**GIVEN REQUEST A**
From the passage on Bragg's withdrawal from Kentucky, return the stretch from "In the progress" through "its original position." word for word.

In the progress of the engagement, we had advanced so far as to expose our left flank to the third corps under McCook, just arrived from the direction of Lebanon. Gen. Bragg, therefore, caused our line, which rested upon the field till midnight, to fall back to its original position.

Assured that the enemy had concentrated his three corps against him, and finding that his loss had already been quite heavy in the unequal contest against the two corps under Crittenden and Gilbert, Gen. Bragg gave the order to fall back at daylight on Harrodsburg, and sent instructions to Smith to move his command to form a junction with him, at that place. Thence, on the 11th, the whole force was retired upon Bryantsville.

Gen. Bragg was now no longer able to attack and rout an enemy largely superiour in numbers; and to evacuate Kentucky had become an imperative necessity. The season of autumnal rains was approaching; the rough and uneven roads leading over the stupendous mountains of Eastern Tennessee and Kentucky, to and through Cumberland Gap, would then become utterly impassable to an army. Should Bragg remain till then, and meet with a reverse, his army would be lost. Accordingly all necessary arrangements were made, and the troops put in motion by two columns, under Polk and Smith, on the 13th October for Cumberland Gap. After a rapid march, with some privations in the absence of baggage trains, which had been sent ahead, the Confederate forces passed the Gap with immaterial loss from the 19th to the 24th of October.

**GIVEN REQUEST B**
In the records, edit the stretch from the line containing "For the sports highlight reel, tag every rusty metal bar" through the end of the records, replacing "sports highlight reel" with "training video" and leaving everything else unchanged. Give back only those lines.

Excerpts of bounding box data:
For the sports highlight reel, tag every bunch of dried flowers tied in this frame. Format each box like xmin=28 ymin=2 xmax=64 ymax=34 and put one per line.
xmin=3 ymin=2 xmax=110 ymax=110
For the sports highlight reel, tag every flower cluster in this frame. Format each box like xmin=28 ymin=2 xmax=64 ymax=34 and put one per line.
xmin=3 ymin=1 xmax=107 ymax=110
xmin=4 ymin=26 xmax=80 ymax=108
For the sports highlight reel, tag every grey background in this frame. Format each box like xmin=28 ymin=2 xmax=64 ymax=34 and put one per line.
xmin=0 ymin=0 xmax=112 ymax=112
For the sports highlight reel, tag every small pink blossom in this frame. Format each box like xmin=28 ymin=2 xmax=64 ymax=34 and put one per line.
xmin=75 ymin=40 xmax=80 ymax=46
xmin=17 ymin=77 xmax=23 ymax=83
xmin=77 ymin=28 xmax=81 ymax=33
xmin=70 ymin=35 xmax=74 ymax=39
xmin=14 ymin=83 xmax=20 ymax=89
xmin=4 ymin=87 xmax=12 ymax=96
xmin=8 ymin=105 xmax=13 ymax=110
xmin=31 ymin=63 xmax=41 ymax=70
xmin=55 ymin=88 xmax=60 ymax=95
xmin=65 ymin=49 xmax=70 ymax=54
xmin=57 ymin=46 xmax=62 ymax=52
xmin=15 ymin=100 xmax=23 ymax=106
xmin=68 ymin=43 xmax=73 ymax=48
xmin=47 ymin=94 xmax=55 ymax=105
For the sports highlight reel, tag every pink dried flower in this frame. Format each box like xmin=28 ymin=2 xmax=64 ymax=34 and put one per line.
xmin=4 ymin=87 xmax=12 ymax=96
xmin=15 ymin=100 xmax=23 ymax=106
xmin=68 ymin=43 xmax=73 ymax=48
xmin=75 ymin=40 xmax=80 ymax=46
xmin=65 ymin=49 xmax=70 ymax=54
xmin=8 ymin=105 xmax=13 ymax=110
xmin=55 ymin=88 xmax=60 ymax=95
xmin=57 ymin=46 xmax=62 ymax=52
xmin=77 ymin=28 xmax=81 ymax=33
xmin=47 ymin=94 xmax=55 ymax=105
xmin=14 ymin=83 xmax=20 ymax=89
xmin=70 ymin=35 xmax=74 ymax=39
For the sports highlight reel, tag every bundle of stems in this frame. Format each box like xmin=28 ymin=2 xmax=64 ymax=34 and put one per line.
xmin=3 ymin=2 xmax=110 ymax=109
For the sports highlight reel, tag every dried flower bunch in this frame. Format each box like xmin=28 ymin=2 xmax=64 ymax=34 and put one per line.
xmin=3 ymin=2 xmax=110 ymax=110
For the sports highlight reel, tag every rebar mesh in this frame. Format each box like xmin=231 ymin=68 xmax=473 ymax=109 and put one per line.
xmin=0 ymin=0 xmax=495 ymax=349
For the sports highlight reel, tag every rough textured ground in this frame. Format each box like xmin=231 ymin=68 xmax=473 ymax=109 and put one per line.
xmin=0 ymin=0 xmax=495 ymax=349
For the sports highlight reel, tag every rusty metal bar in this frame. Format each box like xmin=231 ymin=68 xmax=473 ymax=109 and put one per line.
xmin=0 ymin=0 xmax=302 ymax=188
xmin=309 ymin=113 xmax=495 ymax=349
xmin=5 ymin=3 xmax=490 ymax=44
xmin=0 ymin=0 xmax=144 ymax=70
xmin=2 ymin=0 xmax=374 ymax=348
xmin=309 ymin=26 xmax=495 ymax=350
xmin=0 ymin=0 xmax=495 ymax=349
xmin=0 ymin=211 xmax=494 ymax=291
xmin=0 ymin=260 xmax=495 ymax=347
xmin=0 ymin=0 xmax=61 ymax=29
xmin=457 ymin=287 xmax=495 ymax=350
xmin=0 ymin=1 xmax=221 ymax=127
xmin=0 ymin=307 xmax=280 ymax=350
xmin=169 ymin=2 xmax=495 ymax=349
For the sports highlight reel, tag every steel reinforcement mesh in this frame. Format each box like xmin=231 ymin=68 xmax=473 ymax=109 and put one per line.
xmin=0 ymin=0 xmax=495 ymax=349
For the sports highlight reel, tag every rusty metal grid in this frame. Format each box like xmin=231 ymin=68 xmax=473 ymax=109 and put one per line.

**CORRECT ANSWER A**
In the progress of the engagement, we had advanced so far as to expose our left flank to the third corps under McCook, just arrived from the direction of Lebanon. Gen. Bragg, therefore, caused our line, which rested upon the field till midnight, to fall back to its original position.

**CORRECT ANSWER B**
For the training video, tag every rusty metal bar in this frame. Format each box like xmin=231 ymin=68 xmax=473 ymax=109 and put one per line.
xmin=0 ymin=0 xmax=302 ymax=188
xmin=309 ymin=113 xmax=495 ymax=349
xmin=5 ymin=3 xmax=490 ymax=44
xmin=0 ymin=0 xmax=144 ymax=70
xmin=2 ymin=0 xmax=374 ymax=348
xmin=309 ymin=26 xmax=495 ymax=350
xmin=0 ymin=0 xmax=495 ymax=349
xmin=0 ymin=211 xmax=494 ymax=291
xmin=0 ymin=260 xmax=495 ymax=347
xmin=0 ymin=0 xmax=61 ymax=29
xmin=457 ymin=287 xmax=495 ymax=350
xmin=0 ymin=1 xmax=221 ymax=127
xmin=0 ymin=307 xmax=280 ymax=350
xmin=169 ymin=2 xmax=495 ymax=349
For the training video, tag every steel reinforcement mesh in this frame. Format each box like xmin=231 ymin=68 xmax=473 ymax=109 and put one per line.
xmin=0 ymin=0 xmax=495 ymax=349
For the training video, tag every rusty metal grid in this frame. Format each box like xmin=231 ymin=68 xmax=473 ymax=109 and put one per line.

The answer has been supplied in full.